* To do:
Can you transcribe every one of the items below word for word, leaving the pictures out of your answer?

▬▬▬

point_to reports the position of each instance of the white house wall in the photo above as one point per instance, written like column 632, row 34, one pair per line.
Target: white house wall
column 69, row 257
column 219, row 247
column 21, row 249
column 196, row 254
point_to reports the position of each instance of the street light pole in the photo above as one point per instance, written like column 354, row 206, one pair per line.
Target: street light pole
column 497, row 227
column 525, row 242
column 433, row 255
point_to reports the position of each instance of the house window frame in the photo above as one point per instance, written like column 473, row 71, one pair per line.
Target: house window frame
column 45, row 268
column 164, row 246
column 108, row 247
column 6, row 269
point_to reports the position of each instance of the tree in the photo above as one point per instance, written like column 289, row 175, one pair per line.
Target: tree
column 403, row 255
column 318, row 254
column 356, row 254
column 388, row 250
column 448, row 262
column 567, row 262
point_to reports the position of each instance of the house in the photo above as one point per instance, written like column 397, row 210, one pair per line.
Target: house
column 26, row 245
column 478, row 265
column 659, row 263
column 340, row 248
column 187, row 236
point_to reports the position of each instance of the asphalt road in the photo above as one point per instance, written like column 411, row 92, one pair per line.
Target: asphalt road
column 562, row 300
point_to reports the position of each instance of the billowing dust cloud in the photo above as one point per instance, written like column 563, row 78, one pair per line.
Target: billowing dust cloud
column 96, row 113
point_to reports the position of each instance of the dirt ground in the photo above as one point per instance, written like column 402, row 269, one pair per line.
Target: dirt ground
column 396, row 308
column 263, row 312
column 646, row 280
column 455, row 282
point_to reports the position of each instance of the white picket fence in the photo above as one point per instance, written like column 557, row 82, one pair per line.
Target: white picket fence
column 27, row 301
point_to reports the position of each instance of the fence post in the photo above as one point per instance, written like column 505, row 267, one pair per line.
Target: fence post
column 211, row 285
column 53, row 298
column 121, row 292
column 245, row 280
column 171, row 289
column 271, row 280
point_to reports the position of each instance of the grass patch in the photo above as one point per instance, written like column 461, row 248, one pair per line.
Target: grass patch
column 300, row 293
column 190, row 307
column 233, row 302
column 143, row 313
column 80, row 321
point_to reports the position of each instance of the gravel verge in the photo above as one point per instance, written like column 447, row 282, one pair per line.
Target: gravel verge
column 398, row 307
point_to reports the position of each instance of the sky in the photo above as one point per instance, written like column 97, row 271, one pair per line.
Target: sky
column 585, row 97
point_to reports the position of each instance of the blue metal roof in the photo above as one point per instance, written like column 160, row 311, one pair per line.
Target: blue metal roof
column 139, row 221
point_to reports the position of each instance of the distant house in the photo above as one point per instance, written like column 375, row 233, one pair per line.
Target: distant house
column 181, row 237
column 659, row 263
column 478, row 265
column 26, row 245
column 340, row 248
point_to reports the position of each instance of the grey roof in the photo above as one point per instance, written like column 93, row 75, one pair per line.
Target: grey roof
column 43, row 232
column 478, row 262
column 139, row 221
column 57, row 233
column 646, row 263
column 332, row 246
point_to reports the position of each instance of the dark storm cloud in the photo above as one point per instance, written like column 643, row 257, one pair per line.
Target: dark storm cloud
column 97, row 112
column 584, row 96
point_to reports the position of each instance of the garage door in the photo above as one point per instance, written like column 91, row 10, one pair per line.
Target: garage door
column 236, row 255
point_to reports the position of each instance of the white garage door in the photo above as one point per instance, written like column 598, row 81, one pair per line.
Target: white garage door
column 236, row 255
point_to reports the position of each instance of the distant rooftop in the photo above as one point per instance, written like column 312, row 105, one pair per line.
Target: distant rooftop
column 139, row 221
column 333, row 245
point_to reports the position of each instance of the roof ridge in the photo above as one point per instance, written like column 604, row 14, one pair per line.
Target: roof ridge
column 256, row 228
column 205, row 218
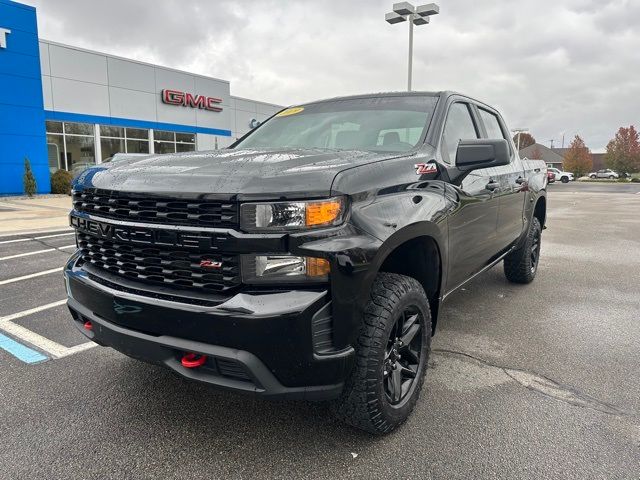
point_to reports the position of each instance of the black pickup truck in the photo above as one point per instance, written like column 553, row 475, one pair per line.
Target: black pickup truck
column 310, row 259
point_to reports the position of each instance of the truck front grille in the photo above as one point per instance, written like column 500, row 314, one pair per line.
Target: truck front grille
column 156, row 209
column 160, row 265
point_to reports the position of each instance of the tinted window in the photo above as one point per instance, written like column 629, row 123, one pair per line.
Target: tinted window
column 459, row 126
column 393, row 123
column 492, row 124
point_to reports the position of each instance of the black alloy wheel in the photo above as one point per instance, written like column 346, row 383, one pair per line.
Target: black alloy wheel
column 402, row 355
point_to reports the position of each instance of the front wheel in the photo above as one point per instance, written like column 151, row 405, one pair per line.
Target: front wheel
column 521, row 265
column 391, row 356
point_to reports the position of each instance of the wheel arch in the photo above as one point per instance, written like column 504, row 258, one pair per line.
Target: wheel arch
column 540, row 210
column 416, row 251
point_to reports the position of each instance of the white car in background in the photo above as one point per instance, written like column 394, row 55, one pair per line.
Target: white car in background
column 604, row 173
column 564, row 177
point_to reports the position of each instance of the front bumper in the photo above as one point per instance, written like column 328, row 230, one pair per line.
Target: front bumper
column 261, row 344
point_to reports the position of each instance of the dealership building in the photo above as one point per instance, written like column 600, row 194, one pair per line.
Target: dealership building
column 64, row 107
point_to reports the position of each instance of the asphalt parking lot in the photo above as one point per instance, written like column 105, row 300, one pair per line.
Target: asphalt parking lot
column 537, row 381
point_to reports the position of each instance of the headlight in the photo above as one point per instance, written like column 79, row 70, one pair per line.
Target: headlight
column 260, row 269
column 285, row 216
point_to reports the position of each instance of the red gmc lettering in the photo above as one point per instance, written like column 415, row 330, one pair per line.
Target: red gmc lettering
column 176, row 97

▬▬▬

* Correct result:
point_to reports the position of each instance of the white house wall in the photo above as one point per instance, written like column 632, row 34, one pair per line.
Target: white house wall
column 69, row 257
column 219, row 247
column 21, row 249
column 196, row 254
point_to reports the position of each instance of the street light pole in the photo above as one point per instance, written like column 354, row 206, one pair per line.
Target: street light pole
column 497, row 227
column 525, row 242
column 433, row 255
point_to reports the position of each instance of the house window frame in the photo above as one point per instance, written like column 473, row 71, one pair per line.
Target: house window frame
column 45, row 268
column 164, row 246
column 108, row 247
column 6, row 269
point_to reports the position of each instance of the tree in the photo above as one point per instance, written like column 289, row 175, one pair per line.
Target: tree
column 403, row 255
column 318, row 254
column 356, row 254
column 388, row 250
column 448, row 262
column 567, row 262
point_to reports the position of each instance of the house in the photo above as one point per instance, written like column 397, row 210, one pair per line.
Target: house
column 26, row 245
column 478, row 265
column 659, row 263
column 340, row 248
column 187, row 236
point_to reports the position of each instance of the asphalt road in the photo above as one point per instance, written like column 411, row 92, one pair per line.
Target: asphalt road
column 562, row 300
point_to reports the position of each instance of the billowing dust cloud in the photo above as one point per instance, written like column 563, row 78, one pair per line.
Target: billowing dust cloud
column 96, row 113
point_to reports the position of each instance of the dirt ground in the photo above as one point per instance, written like column 402, row 269, one pair per line.
Target: dirt ground
column 396, row 308
column 263, row 312
column 646, row 280
column 455, row 282
point_to reports the position of each instance of the white picket fence in the photo above as one point per instance, written like column 557, row 82, one pair per line.
Target: white picket fence
column 27, row 301
point_to reports the position of each instance of the fence post in the photo above as one point per instance, written like column 505, row 267, one pair per line.
Target: fence post
column 211, row 285
column 53, row 298
column 121, row 292
column 245, row 280
column 171, row 289
column 271, row 280
point_to reports the position of each instance of the grass patch in the photo above as one point per instance, written like column 461, row 248, one pair per line.
Target: grass patch
column 300, row 293
column 190, row 307
column 233, row 302
column 143, row 313
column 80, row 321
point_to reports the position of each instance of the gravel verge in the photo above as one point per instance, written like column 447, row 282, one pair per line.
Target: gravel verge
column 398, row 307
point_to reports the position of each instance of the sky in the photo above as one point per instance, written like column 97, row 271, one pair per line.
Target: sky
column 585, row 97
point_to reports the position of each instance of the blue metal roof in the photo above as one point per instance, written like column 160, row 311, one pair per line.
Target: blue metal roof
column 139, row 221
point_to reports the position of each instance of the distant house in the photo above as one point per instance, written like column 375, row 233, one pair per line.
Target: distant house
column 181, row 237
column 659, row 263
column 478, row 265
column 26, row 245
column 340, row 248
point_to reports the position of each instance of the grey roof in the photo above as one point per instance, written like column 93, row 75, one pair per line.
Target: grey roof
column 43, row 232
column 478, row 262
column 139, row 221
column 57, row 233
column 646, row 263
column 332, row 246
point_to reports the position of each instance of the dark storm cloud in the photo above as one point per instance, written like column 643, row 257, one pair per line.
Target: dark storm cloud
column 97, row 112
column 584, row 96
point_to reports the position of each instance of the garage door in the photo above as one point per instance, written like column 91, row 10, one pair per line.
Target: garage door
column 236, row 255
point_to reports the position of each instance of the white garage door in the photo above as one point per instance, written like column 598, row 81, one pair per line.
Target: white garage door
column 236, row 255
point_to reports the position of each instance of the distant rooftop in the photo above as one point per instance, written like column 312, row 105, one pair per line.
Target: distant rooftop
column 139, row 221
column 333, row 245
point_to reports the position of each instance of the roof ridge in the photo above as one point per instance, written like column 604, row 14, one pair per line.
Target: roof ridge
column 256, row 228
column 205, row 218
point_to reports the position of each instance of the black pickup truck in the photo above as one point per instance, written like column 553, row 475, one pair per line.
Target: black pickup truck
column 310, row 259
point_to reports the position of each instance of the truck front grille in the photo above as one point per instance, written like column 500, row 314, one pair per line.
Target: truck front grille
column 156, row 209
column 160, row 265
point_to reports the position of each instance of the tinted window in the photo above as one point per instance, written like column 629, row 123, one pair per line.
Target: tinted window
column 459, row 126
column 393, row 123
column 492, row 124
point_to reports the position of each instance of the black alloy wheel in the photo above as one point per instance, written like column 346, row 383, one pair per line.
Target: black alloy wheel
column 402, row 355
point_to reports the position of each instance of the front wheel in the photo above as one point per instance, written like column 151, row 405, one pair per line.
Target: front wheel
column 521, row 265
column 391, row 356
point_to reports the position of each instance of the wheel arch in the photo above as one point per instance, written like column 504, row 258, one pair per line.
Target: wheel arch
column 540, row 210
column 416, row 251
point_to reports the position of each instance of the white car in background in the photo above as one point per instance, written like column 394, row 55, one pair per line.
Target: white car in background
column 604, row 173
column 564, row 177
point_to reports the position of each instance of the front bumper in the photo above as one point per instance, written like column 328, row 230, one pair per line.
Target: front bumper
column 261, row 344
point_to reports the position of each instance of the dealership building in the photo above as one point per instance, written like column 600, row 194, one pair per line.
Target: dealership building
column 64, row 107
point_to reports the position of each instance of the asphalt parking lot in the photo above as one point per instance, written like column 105, row 300, one pair per line.
Target: asphalt parking lot
column 537, row 381
point_to reports the position of each instance of the headlight in the photo above as one point per instance, written like column 79, row 70, one pair per line.
Target: headlight
column 260, row 269
column 285, row 216
point_to reports the position of each instance of the red gmc lettering in the photo above as one point per instance, written like column 415, row 330, one pair per line.
Target: red gmc lettering
column 176, row 97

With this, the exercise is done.